> _TRY IT_
Taking the line with "rough mask: <svg" as the first and the line with "positive clicks: (79, 231)" as the last, set down exactly every line in that range from the entries below, and no more.

> _INPUT DATA_
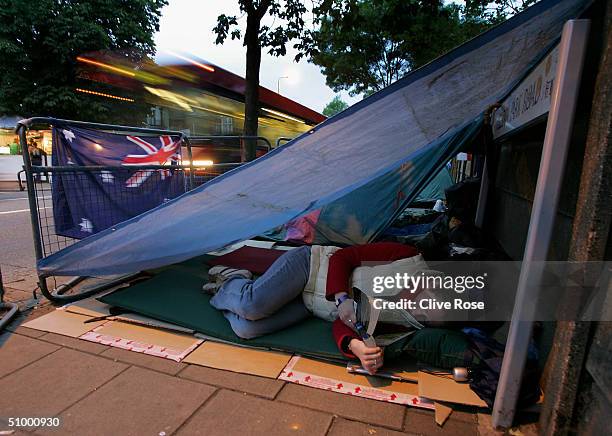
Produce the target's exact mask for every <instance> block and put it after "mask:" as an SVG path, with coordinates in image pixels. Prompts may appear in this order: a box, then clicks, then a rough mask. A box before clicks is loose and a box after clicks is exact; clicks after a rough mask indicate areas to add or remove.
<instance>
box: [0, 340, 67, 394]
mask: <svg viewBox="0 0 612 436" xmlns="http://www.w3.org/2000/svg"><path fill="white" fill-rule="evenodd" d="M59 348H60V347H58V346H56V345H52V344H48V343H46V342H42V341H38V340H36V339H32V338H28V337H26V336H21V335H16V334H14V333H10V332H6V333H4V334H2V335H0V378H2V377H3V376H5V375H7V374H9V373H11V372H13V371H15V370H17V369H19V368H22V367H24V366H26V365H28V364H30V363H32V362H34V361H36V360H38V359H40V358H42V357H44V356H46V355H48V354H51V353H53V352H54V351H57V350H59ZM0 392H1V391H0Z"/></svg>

---

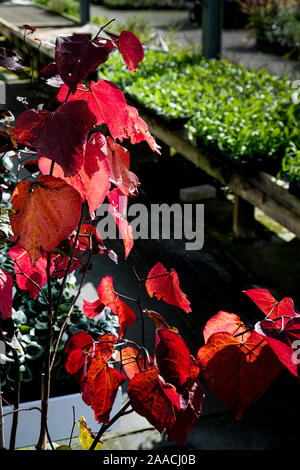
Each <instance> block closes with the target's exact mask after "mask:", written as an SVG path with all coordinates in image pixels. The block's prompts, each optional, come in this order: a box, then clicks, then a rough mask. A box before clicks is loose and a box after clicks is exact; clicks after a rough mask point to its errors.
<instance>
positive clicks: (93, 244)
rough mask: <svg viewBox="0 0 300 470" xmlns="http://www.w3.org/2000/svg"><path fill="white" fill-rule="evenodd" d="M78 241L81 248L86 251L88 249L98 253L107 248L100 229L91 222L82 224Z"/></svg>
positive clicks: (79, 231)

> _ANSWER FOR THE TASK_
rough mask: <svg viewBox="0 0 300 470" xmlns="http://www.w3.org/2000/svg"><path fill="white" fill-rule="evenodd" d="M78 241L81 248L86 251L88 249L98 253L107 248L100 229L91 222L82 224Z"/></svg>
positive clicks: (79, 231)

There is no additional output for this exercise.